═════ Page excerpt
Less development please, we're British and we have coronavirus
New research from DevOps automation specialist Sonatype has discovered that software development activity in the UK decreased by 28 percent since February.
However, the UK position contrasts with some other countries where development activity has continued to grow in the midst of the pandemic. Notably, this includes the United States with a six percent increase and Germany with a 12 percent increase since January 2020.
Sonatype's research measured open source software download requests by country from The Central Repository during a 15-month period from January 2019 to April 2020. The Central Repository -- or Maven Central -- is the world's largest public directory of open source software components, which managed over 246 billion download requests last year alone, serving the needs of more than 10 million developers. Open source software components play a fundamental role in enterprise software development, making up 80-90 percent of the code developers build into modern applications.
Development activity in China at the virus' peak dropped by 43 percent. Pointing to the hope of a similar V-shaped recovery in the UK, download requests originating from China have since rebounded from a 16-week downturn, although they remain 18 percent below their March 2019 levels.
"Given the disruption that COVID-19 has caused to businesses worldwide, it seemed inevitable that the pandemic would impact the software development industry in some way, shape, or form," says Wayne Jackson, CEO of Sonatype. "In the UK, as open source software downloads continue to decline during lockdown, the developer community should be encouraged by the resilience of developers in the US and Germany, which have demonstrated that the nature of the software development profession can be conducive to remote working and maintaining innovation."
══════════
→ **To do**:
**1)** In the article on UK software development, rewrite the stretch from "Sonatype's research measured" through "into modern applications.", substituting "download calls" for "download requests".
**2)** List every country named in the article on UK software development.
═════ Data for review
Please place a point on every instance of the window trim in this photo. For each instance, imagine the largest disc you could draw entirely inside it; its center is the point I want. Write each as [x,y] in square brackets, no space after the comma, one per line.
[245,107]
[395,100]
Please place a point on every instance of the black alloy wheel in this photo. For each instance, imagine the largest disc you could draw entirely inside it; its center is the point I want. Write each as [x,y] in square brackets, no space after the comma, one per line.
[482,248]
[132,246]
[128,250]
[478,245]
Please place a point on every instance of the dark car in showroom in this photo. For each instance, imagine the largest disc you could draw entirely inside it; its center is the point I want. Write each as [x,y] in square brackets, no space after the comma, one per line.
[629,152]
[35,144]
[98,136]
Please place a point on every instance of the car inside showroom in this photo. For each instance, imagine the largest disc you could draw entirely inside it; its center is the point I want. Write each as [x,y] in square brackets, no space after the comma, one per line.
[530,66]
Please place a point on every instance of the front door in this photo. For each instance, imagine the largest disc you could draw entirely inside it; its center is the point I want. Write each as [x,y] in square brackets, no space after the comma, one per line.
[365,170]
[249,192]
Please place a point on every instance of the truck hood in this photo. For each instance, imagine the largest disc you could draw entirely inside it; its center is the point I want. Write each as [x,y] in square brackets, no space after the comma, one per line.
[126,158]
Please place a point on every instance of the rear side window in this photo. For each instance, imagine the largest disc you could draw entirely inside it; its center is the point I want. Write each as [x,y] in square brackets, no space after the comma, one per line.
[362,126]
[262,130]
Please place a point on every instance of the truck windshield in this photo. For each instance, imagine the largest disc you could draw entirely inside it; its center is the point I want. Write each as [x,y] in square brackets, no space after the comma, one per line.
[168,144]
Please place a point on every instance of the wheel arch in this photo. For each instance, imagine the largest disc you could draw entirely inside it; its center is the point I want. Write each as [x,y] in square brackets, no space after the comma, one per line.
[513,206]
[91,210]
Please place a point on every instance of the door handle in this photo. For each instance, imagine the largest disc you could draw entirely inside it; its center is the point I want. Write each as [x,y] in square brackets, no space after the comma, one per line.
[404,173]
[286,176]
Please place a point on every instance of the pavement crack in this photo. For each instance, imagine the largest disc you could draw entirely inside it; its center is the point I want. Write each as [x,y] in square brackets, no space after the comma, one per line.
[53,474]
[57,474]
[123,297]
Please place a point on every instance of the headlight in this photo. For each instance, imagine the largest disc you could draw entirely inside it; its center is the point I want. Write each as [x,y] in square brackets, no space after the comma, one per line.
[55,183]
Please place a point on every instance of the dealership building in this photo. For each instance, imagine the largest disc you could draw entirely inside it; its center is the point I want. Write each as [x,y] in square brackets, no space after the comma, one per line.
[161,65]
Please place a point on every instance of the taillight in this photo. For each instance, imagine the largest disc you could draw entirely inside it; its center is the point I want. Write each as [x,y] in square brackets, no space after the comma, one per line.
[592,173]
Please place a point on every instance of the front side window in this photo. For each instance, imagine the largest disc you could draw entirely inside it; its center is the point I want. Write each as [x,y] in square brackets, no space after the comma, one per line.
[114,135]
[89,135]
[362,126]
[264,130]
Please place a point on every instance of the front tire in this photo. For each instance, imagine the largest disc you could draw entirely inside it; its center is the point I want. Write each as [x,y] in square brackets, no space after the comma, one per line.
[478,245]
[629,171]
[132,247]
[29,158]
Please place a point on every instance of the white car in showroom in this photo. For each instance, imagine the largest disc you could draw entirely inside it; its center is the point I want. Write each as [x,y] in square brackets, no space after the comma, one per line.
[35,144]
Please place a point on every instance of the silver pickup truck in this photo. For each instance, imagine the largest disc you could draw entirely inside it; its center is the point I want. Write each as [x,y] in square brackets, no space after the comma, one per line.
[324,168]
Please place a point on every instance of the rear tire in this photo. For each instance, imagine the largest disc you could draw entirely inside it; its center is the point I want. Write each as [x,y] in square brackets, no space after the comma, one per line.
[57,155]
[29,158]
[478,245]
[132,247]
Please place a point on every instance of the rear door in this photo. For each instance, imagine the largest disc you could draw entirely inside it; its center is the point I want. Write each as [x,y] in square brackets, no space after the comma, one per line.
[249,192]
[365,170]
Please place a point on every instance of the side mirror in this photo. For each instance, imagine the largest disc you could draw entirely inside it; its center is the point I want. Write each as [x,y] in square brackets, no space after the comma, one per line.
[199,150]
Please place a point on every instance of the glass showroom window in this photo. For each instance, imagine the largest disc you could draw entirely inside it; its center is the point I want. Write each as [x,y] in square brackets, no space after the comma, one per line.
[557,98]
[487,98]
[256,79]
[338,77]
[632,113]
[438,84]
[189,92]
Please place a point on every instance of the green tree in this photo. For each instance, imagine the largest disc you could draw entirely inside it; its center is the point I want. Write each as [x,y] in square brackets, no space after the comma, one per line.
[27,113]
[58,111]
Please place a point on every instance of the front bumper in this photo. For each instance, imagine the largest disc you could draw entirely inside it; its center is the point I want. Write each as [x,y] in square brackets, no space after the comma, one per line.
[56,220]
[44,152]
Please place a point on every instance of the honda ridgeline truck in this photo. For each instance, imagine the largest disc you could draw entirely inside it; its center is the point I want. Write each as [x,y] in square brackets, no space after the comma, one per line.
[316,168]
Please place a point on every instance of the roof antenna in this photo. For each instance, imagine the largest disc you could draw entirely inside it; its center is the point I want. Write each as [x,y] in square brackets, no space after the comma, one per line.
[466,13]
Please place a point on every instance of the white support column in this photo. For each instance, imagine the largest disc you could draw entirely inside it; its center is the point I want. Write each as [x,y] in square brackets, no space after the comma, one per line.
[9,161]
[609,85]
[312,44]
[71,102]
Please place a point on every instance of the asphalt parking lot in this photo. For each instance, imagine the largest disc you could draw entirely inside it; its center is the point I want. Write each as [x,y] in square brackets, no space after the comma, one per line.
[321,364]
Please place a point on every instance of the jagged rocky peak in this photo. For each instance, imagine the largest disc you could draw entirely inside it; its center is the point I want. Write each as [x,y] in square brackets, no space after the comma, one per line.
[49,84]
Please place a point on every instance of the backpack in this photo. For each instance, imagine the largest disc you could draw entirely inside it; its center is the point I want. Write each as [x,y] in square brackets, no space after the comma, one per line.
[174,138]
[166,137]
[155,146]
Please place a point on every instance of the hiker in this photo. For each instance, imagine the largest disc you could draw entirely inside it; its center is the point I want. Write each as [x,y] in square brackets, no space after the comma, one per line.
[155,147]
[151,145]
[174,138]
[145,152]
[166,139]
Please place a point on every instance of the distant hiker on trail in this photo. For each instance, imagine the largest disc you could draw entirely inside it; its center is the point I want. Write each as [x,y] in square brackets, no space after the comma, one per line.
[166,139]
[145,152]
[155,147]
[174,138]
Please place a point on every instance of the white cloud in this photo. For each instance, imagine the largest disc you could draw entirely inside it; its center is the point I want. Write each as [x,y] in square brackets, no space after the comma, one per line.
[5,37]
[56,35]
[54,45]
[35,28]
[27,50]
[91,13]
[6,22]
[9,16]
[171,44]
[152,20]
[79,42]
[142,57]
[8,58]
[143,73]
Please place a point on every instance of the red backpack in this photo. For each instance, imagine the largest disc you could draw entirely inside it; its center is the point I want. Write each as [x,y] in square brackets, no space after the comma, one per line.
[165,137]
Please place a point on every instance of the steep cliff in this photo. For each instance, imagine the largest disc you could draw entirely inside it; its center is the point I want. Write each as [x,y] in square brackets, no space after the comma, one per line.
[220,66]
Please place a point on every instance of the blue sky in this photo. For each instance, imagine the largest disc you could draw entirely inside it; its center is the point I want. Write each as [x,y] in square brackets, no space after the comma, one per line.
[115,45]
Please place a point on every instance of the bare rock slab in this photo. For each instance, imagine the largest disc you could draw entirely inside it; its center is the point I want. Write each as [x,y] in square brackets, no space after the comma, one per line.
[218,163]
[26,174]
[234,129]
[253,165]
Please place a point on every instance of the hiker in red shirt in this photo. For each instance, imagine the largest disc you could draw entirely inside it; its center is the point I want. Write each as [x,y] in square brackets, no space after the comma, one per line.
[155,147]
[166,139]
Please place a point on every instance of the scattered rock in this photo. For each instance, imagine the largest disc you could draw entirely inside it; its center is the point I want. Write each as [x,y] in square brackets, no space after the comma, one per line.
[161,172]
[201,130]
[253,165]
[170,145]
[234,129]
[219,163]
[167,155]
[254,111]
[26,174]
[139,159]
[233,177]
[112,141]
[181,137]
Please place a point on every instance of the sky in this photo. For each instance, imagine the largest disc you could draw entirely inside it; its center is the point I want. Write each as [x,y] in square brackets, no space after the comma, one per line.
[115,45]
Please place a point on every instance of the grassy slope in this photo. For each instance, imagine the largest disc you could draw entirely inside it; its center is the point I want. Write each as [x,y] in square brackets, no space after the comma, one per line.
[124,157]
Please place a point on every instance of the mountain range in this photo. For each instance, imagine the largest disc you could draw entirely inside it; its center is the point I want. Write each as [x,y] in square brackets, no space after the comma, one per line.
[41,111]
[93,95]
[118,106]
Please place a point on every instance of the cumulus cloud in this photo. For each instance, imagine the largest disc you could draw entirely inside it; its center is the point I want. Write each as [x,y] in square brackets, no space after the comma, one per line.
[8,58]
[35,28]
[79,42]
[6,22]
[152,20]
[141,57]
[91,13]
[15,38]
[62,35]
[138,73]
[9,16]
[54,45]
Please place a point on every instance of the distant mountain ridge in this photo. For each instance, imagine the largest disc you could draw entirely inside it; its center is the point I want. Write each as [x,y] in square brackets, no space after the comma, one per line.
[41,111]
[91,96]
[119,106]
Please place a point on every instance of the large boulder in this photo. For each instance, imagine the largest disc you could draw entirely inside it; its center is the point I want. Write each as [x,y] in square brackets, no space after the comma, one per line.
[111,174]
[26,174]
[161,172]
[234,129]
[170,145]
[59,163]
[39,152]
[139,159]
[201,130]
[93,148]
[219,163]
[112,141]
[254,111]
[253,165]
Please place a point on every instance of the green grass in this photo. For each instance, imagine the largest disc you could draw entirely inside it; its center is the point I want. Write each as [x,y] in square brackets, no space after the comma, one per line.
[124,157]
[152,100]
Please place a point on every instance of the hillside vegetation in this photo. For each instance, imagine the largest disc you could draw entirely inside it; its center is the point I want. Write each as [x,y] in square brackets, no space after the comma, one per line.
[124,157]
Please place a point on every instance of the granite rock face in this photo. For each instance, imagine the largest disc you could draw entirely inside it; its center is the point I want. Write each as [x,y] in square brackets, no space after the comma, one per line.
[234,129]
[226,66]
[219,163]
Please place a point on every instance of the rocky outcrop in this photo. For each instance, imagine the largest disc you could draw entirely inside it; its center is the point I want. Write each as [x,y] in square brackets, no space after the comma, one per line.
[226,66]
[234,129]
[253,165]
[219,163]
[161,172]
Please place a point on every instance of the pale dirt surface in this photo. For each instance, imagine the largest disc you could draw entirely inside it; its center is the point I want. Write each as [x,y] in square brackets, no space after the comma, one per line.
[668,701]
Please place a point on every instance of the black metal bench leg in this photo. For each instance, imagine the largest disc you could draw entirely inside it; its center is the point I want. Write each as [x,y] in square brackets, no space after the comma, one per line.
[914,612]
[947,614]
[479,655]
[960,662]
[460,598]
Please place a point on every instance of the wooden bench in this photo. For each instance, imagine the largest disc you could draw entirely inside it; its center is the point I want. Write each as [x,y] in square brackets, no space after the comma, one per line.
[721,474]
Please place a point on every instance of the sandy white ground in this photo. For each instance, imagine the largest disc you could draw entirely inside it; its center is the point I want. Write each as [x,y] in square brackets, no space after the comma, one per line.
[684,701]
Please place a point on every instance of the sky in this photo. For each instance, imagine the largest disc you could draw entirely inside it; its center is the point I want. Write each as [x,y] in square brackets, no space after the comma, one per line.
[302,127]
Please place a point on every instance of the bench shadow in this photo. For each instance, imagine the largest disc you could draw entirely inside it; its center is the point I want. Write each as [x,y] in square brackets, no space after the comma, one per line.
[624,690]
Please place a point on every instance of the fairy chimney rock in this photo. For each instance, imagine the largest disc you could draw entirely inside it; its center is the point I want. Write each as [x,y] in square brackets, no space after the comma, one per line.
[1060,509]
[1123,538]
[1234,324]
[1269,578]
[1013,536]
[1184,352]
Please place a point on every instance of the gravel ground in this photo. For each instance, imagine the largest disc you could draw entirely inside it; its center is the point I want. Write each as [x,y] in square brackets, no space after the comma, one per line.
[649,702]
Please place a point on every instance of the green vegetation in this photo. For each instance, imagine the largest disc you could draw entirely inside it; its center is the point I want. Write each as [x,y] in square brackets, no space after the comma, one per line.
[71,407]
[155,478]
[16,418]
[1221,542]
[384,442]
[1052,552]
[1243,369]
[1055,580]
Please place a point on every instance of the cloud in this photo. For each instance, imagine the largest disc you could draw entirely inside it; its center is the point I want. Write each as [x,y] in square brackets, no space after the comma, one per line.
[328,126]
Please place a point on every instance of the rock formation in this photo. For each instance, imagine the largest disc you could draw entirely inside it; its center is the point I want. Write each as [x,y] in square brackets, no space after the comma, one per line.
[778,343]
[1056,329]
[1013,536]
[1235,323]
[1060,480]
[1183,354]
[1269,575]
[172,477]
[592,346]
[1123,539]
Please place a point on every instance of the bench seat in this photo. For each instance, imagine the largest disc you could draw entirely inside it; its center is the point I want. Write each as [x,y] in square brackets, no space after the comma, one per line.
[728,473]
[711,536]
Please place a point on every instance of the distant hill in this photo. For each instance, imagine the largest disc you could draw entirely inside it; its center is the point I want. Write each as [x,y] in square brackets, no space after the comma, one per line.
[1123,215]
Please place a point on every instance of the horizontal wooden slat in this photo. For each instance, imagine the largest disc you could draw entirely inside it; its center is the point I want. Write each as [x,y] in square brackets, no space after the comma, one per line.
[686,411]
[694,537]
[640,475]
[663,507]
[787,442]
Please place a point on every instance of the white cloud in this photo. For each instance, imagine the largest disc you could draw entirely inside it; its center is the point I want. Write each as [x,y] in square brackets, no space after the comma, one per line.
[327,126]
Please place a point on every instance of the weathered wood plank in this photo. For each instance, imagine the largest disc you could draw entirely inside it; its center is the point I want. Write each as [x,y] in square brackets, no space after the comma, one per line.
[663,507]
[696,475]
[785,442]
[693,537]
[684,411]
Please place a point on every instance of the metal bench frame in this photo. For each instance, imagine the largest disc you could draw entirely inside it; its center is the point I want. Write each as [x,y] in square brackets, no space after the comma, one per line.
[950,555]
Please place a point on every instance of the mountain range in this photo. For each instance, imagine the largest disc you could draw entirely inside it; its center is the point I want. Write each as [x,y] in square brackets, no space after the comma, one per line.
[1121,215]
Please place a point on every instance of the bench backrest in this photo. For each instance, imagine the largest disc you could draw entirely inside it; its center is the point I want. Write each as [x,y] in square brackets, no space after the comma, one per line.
══════════
→ **Expected results**:
**1)**
Sonatype's research measured open source software download calls by country from The Central Repository during a 15-month period from January 2019 to April 2020. The Central Repository -- or Maven Central -- is the world's largest public directory of open source software components, which managed over 246 billion download calls last year alone, serving the needs of more than 10 million developers. Open source software components play a fundamental role in enterprise software development, making up 80-90 percent of the code developers build into modern applications.

**2)** The UK, the United States, Germany, China